What is required —
Print exactly the lines from the one containing "Mark the iridescent" through the last line of the listing, both included.

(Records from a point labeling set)
►
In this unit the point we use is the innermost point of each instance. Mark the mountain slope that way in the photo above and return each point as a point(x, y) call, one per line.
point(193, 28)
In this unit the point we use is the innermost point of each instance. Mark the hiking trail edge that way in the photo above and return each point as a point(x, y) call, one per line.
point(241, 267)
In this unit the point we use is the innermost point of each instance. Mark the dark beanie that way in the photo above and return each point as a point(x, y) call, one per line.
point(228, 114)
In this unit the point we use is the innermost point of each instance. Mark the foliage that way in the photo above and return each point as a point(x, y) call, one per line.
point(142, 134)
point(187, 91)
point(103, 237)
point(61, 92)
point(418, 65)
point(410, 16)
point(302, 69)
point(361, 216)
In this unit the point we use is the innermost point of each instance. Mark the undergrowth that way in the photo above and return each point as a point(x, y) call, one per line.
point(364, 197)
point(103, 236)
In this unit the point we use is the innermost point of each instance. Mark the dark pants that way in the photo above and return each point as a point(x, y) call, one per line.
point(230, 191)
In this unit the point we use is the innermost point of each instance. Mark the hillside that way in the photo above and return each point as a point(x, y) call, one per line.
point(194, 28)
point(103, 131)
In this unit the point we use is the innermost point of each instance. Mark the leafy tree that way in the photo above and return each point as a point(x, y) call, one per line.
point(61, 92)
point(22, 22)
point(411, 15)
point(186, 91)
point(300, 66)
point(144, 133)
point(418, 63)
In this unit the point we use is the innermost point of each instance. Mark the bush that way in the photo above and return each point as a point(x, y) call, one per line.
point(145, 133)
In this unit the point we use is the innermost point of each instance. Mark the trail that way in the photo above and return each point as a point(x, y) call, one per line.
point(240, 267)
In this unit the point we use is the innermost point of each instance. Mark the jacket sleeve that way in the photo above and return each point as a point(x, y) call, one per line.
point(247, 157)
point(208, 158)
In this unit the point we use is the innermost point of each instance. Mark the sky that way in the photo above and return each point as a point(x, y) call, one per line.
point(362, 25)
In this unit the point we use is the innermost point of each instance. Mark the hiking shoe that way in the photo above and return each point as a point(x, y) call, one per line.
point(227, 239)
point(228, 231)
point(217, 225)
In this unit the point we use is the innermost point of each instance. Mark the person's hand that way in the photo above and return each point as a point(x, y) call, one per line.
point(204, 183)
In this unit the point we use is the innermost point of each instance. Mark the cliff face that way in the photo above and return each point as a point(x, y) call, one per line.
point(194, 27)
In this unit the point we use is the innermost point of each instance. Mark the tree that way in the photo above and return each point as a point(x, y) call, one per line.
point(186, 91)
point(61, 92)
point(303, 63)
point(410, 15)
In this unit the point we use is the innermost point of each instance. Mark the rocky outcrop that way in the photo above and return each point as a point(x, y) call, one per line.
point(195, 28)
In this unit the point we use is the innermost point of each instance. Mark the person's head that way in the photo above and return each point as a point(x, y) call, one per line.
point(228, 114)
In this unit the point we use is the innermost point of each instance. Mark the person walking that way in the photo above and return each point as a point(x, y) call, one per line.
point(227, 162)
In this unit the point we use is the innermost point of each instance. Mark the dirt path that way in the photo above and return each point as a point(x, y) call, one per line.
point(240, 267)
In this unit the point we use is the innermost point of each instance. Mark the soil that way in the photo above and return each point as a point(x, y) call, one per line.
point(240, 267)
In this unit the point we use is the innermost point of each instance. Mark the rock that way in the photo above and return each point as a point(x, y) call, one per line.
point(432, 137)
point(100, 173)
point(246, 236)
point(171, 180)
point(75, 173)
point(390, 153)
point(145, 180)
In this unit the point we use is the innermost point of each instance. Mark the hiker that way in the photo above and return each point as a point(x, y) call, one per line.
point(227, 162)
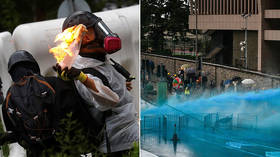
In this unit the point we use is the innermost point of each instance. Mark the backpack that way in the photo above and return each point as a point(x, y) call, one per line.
point(28, 104)
point(93, 115)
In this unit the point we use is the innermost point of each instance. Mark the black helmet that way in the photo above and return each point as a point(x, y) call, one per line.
point(80, 17)
point(22, 56)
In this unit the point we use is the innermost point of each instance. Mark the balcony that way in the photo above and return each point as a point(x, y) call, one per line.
point(272, 35)
point(272, 14)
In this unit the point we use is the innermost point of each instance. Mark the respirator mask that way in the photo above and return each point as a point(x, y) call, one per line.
point(110, 41)
point(104, 36)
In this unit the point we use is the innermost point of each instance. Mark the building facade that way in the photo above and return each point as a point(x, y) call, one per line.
point(223, 18)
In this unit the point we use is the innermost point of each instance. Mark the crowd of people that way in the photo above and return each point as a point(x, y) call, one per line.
point(189, 81)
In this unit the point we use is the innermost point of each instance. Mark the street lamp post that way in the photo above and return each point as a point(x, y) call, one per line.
point(245, 16)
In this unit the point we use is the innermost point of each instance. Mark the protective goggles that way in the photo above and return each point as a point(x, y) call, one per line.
point(111, 41)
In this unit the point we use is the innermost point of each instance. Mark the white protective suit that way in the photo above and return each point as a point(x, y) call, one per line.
point(122, 126)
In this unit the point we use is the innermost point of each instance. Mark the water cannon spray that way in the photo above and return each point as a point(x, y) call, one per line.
point(123, 71)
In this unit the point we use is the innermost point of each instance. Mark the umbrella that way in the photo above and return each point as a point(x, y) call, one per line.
point(236, 78)
point(190, 70)
point(177, 82)
point(248, 81)
point(184, 66)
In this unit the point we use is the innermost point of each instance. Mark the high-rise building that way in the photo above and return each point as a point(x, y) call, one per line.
point(225, 21)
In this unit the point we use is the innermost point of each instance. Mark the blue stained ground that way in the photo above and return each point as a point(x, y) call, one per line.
point(230, 124)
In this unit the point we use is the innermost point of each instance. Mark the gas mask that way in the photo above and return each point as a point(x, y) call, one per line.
point(111, 41)
point(104, 36)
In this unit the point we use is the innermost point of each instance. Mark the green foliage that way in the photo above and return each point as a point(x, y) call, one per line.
point(162, 18)
point(73, 140)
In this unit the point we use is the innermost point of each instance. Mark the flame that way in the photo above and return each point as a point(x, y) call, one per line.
point(66, 38)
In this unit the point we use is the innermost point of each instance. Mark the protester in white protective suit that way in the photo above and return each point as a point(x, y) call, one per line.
point(121, 124)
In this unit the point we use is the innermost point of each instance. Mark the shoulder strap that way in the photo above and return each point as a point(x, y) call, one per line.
point(98, 74)
point(105, 81)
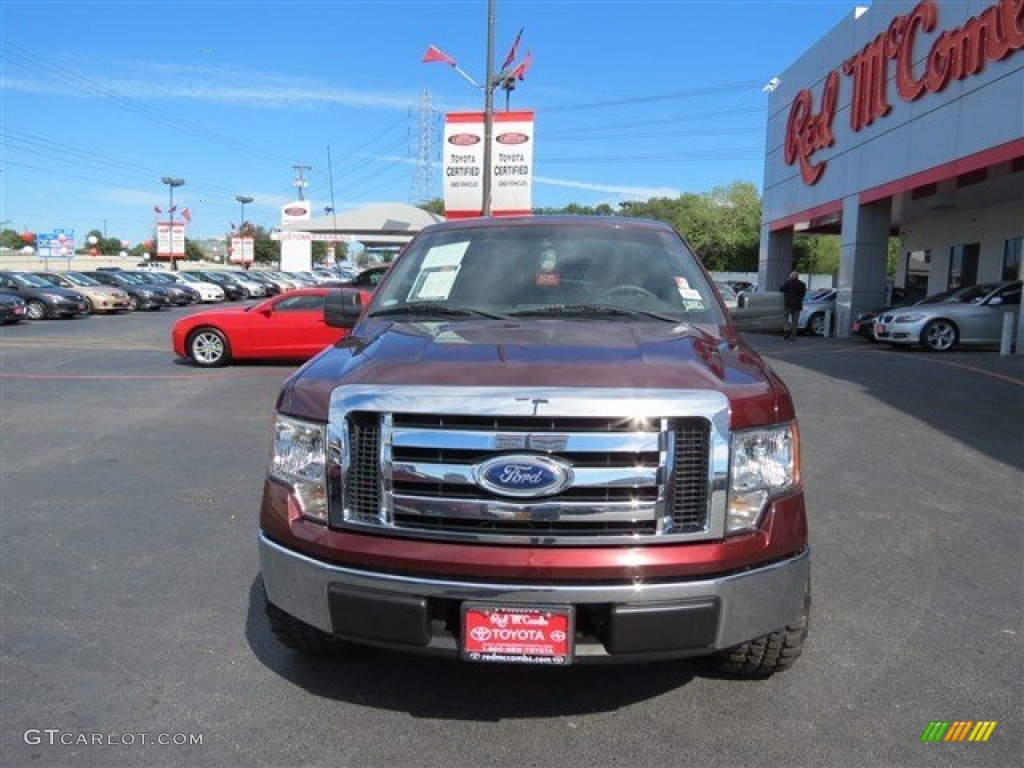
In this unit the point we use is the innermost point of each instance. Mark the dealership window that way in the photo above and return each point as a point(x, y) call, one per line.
point(1012, 258)
point(919, 268)
point(964, 265)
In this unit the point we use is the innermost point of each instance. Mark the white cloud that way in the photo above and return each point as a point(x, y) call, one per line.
point(156, 82)
point(638, 193)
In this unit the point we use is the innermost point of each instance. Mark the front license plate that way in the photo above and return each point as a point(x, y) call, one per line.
point(517, 634)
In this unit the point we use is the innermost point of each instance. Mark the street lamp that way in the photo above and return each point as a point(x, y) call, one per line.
point(489, 84)
point(243, 199)
point(171, 182)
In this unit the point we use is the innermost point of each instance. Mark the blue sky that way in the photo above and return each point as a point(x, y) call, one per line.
point(633, 99)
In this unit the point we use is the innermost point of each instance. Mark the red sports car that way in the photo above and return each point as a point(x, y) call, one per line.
point(287, 327)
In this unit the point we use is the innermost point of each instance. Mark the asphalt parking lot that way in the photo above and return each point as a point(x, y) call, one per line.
point(131, 611)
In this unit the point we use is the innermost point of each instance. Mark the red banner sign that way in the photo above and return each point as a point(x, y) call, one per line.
point(955, 54)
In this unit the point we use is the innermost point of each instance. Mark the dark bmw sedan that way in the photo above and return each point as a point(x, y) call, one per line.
point(140, 295)
point(11, 308)
point(42, 299)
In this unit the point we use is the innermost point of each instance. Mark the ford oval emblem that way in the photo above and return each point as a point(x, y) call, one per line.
point(523, 475)
point(464, 139)
point(512, 138)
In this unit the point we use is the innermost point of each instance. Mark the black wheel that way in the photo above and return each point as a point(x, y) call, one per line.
point(939, 336)
point(36, 309)
point(301, 636)
point(627, 290)
point(773, 652)
point(208, 347)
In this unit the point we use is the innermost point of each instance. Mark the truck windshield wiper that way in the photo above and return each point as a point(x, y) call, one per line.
point(589, 310)
point(433, 307)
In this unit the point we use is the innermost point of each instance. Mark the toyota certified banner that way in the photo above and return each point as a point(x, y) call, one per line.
point(170, 243)
point(511, 161)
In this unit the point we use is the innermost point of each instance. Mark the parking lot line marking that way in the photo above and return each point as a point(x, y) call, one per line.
point(784, 352)
point(964, 367)
point(137, 377)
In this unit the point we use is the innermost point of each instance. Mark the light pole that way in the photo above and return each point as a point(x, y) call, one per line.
point(171, 182)
point(243, 199)
point(488, 110)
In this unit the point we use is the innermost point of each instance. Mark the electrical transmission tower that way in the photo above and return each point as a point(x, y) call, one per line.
point(422, 187)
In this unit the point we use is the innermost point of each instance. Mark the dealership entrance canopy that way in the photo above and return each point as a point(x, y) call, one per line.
point(378, 226)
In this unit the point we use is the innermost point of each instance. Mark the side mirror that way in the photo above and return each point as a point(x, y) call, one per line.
point(342, 307)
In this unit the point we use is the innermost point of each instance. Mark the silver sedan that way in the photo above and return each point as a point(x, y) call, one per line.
point(972, 316)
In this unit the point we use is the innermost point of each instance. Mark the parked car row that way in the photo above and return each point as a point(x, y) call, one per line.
point(972, 316)
point(288, 327)
point(46, 295)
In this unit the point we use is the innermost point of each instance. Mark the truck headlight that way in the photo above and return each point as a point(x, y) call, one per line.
point(763, 463)
point(299, 460)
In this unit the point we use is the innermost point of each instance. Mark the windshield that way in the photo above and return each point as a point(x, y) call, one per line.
point(557, 269)
point(973, 294)
point(81, 280)
point(726, 290)
point(32, 280)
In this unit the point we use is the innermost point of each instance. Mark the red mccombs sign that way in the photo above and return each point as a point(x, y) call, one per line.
point(955, 54)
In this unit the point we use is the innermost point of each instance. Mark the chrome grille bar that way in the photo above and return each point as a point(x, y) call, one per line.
point(649, 464)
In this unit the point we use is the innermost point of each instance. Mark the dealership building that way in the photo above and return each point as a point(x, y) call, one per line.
point(905, 121)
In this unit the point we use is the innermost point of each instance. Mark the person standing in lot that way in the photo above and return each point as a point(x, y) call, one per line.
point(794, 291)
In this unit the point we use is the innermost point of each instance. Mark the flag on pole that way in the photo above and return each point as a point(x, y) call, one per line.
point(436, 54)
point(519, 71)
point(513, 51)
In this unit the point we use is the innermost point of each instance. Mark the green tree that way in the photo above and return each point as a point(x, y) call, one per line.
point(193, 251)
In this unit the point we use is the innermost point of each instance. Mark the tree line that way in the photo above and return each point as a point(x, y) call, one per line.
point(722, 225)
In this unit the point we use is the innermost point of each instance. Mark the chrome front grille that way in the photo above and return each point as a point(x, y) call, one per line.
point(656, 471)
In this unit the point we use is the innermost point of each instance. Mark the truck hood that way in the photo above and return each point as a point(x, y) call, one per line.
point(541, 353)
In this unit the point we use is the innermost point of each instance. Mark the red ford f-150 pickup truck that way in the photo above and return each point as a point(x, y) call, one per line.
point(542, 441)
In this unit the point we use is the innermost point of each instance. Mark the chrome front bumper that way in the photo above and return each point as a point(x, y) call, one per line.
point(730, 608)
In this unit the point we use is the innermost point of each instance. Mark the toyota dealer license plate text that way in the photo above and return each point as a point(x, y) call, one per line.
point(515, 634)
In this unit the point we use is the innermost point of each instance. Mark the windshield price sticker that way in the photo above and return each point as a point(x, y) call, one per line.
point(517, 635)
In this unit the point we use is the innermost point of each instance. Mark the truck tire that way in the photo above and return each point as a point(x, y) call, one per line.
point(301, 636)
point(765, 655)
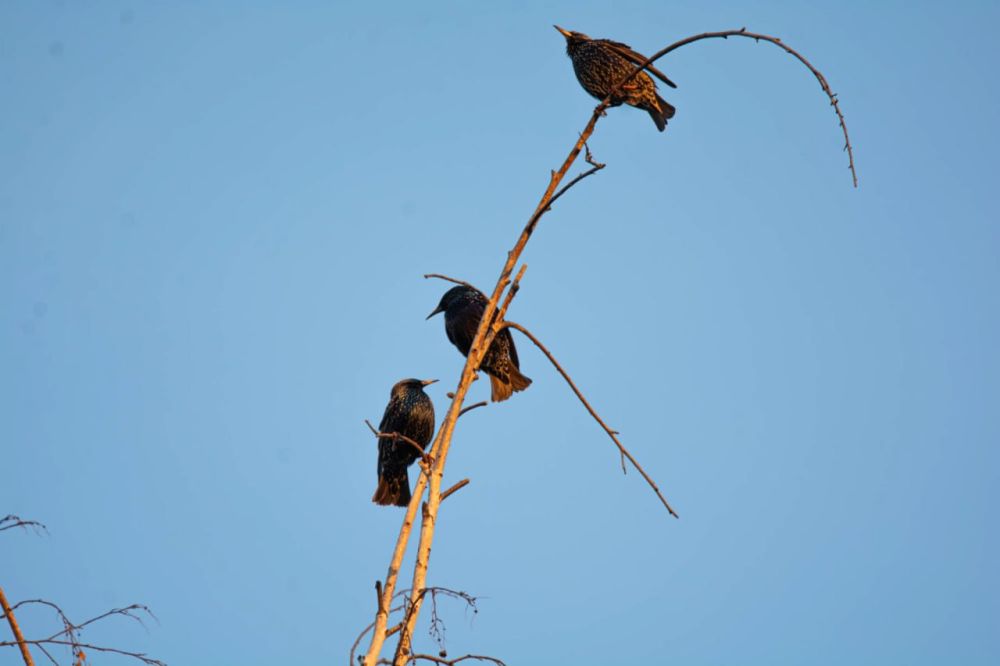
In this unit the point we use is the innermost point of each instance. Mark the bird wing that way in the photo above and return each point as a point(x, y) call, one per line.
point(510, 345)
point(637, 59)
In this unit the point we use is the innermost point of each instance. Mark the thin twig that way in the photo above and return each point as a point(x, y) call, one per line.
point(452, 662)
point(611, 433)
point(451, 279)
point(89, 646)
point(458, 486)
point(471, 407)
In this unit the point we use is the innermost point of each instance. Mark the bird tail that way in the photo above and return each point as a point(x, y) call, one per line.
point(501, 390)
point(662, 114)
point(393, 488)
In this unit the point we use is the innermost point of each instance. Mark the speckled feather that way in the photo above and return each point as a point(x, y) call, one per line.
point(410, 412)
point(463, 309)
point(600, 64)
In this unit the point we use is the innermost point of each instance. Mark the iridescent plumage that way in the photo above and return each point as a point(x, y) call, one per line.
point(463, 308)
point(601, 63)
point(410, 413)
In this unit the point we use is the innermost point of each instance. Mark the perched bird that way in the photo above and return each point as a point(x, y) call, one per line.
point(463, 308)
point(410, 413)
point(600, 64)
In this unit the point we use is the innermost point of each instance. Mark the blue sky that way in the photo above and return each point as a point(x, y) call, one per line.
point(214, 219)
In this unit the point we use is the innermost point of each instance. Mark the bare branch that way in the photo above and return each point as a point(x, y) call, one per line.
point(611, 433)
point(490, 323)
point(16, 630)
point(364, 631)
◄
Result of this task —
In this unit the point we use is the innermost point of each instance. Mark the iridescent plumage that way in the photo above and return each point as a point(x, y) call, one per line.
point(463, 308)
point(601, 63)
point(410, 413)
In this unit the point we use is the innermost point of each instance. Mark the perched bird that way in the photo above and return each point as a point(x, y) call, one per line.
point(463, 308)
point(410, 413)
point(600, 64)
In this unit the point we use is the innermost point of each instance. Mark the blue sky that way in the photo above and return each point as a point(x, y) call, one per line.
point(214, 219)
In this unit the point we use is the innermost point of each instance. Mark the bare branch that way in the photo above and return each point as a point(x, y) call, one per line.
point(611, 433)
point(490, 323)
point(16, 630)
point(364, 631)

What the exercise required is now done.